RECORD LIST:
- - - - -

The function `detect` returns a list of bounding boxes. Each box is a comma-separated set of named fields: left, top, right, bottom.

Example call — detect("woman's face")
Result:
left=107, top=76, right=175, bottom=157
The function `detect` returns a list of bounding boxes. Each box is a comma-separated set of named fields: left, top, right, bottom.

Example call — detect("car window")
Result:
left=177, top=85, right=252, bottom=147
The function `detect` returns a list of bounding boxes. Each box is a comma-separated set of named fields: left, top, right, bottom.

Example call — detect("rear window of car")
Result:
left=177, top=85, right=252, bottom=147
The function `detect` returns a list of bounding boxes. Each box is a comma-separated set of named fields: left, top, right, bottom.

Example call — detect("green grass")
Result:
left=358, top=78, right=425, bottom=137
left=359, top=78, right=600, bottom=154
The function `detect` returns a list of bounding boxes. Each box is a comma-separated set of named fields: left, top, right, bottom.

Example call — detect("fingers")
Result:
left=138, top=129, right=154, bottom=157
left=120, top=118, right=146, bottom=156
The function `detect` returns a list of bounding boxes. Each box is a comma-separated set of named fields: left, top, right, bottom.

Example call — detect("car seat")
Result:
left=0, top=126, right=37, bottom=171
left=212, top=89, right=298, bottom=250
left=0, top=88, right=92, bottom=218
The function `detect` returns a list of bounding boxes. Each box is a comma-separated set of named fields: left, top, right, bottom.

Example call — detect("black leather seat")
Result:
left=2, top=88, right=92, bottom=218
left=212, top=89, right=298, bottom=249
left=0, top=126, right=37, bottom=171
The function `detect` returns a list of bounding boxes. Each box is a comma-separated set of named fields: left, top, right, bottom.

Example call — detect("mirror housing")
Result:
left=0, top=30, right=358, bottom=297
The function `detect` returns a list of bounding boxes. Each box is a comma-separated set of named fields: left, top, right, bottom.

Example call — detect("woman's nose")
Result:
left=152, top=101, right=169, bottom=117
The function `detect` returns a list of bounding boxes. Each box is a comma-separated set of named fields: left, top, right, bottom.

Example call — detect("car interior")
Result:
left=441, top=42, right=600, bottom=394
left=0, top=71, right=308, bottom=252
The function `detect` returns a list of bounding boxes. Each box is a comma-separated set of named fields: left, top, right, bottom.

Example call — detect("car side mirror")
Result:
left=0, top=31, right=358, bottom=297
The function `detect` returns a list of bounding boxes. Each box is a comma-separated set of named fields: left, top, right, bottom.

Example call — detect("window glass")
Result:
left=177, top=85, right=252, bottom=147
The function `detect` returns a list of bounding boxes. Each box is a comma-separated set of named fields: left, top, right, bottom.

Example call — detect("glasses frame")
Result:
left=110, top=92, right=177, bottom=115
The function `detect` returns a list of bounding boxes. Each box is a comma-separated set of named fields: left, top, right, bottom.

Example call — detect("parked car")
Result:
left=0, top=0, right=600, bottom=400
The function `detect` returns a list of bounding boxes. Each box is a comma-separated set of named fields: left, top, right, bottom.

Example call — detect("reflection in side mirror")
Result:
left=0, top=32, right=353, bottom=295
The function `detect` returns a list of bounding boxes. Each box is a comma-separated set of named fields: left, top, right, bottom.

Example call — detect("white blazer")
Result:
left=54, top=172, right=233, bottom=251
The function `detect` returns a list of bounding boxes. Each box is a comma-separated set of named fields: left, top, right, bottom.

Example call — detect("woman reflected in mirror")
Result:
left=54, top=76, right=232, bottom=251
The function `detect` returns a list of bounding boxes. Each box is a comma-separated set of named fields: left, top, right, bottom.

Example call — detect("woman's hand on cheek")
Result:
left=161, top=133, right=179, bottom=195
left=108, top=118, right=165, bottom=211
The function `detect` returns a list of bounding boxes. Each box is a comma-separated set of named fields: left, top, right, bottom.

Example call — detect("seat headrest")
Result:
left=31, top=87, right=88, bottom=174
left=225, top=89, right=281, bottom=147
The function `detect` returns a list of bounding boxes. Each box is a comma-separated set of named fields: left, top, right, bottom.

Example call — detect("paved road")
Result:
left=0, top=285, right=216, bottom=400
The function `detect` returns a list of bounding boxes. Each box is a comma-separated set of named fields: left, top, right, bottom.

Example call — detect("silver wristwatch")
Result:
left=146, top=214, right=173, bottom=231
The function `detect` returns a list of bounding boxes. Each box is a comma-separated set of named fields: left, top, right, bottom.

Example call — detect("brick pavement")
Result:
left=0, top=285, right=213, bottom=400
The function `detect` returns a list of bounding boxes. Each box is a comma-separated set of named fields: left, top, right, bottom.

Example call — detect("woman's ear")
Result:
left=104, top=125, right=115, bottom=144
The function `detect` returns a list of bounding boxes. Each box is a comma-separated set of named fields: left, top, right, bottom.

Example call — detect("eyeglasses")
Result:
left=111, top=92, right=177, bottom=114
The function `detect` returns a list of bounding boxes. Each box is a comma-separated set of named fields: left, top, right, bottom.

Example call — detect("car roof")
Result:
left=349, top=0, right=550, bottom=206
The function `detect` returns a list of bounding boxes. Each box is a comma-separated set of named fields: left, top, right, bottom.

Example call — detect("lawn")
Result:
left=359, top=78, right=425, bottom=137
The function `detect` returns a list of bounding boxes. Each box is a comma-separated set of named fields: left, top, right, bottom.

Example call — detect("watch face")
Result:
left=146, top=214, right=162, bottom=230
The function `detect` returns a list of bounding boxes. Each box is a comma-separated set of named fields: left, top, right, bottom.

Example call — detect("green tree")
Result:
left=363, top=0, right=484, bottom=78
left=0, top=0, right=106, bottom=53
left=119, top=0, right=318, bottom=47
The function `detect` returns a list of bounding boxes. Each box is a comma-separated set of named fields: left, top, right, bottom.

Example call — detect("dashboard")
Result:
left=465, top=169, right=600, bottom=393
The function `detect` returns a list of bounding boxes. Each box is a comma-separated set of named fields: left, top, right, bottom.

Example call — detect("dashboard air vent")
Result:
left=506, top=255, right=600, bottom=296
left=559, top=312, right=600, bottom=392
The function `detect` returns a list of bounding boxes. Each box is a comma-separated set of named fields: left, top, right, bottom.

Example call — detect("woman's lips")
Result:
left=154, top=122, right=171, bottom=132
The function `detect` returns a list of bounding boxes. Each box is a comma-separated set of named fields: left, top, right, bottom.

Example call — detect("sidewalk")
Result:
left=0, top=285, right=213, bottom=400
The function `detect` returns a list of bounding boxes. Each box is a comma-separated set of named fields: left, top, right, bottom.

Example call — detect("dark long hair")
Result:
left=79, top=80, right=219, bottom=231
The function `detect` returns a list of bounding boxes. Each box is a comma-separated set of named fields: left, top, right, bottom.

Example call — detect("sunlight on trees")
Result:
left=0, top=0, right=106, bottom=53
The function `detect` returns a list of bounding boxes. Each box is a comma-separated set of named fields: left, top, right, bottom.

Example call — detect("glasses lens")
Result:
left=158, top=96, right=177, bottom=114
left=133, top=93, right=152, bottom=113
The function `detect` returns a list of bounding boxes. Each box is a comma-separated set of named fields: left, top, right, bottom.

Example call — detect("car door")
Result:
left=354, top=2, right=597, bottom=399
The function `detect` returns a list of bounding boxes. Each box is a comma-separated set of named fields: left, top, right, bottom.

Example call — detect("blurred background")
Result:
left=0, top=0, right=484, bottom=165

- - - - -

STATED EXERCISE: Count the lines in the records above that contain the word "woman" and give only that number.

REPLY TO THE TASK: 6